WHAT TO DO
In the CRF proof text, what does Lemma 2 state?

TEXT
-------

Sgardine proof of convexity of CRF likelihood
Since it came up several times in class I decided to prove the concavity of the CRF likelihood function to my own satisfaction. I believe this could also be proven more generally for exponential family distributions, but I've directly proved the special case here.
Contents
- 1 Lemma 1: linear functions are convex (and concave)
- 2 Lemma 2: Log-sum-exp is convex
- 3 Lemma 3: sums of concave functions are concave
- 4 Lemma 4: If h:Rk → R is convex and nondecreasing in each argument, and g:Rn → Rk is convex then f(x) = h(g(x)) is convex
- 5 Lemma 5: Log-sum-exp is nondecreasing in each argument
- 6 Proposition: The log-likelihood of CRF is concave
- 7 Reference
Lemma 1: linear functions are convex (and concave)
Direct consequence of the definition of convexity, BV (3.1)

-------

DATASET CONTENT
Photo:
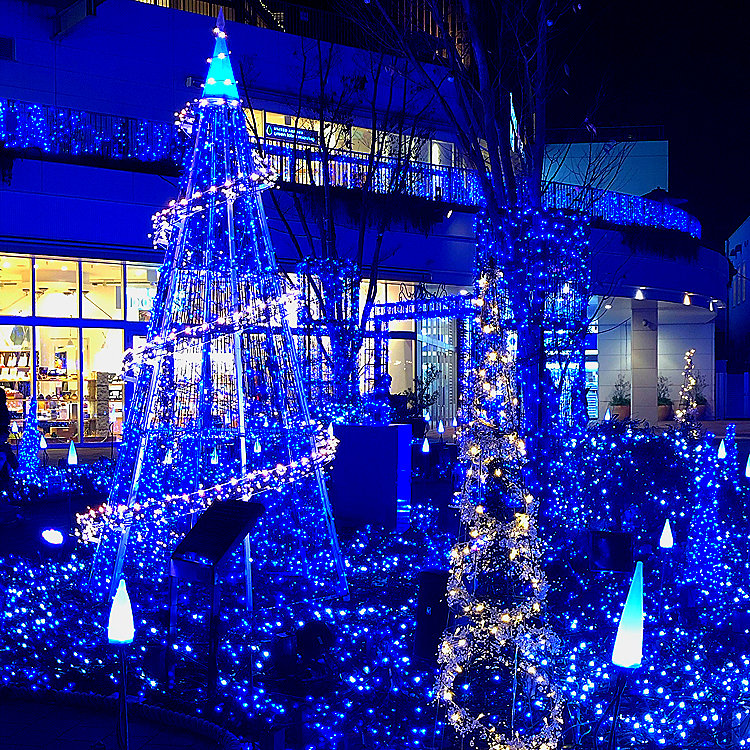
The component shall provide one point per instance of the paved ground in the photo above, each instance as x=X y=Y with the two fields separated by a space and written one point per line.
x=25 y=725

-------

WRITTEN RESPONSE
Log-sum-exp is convex.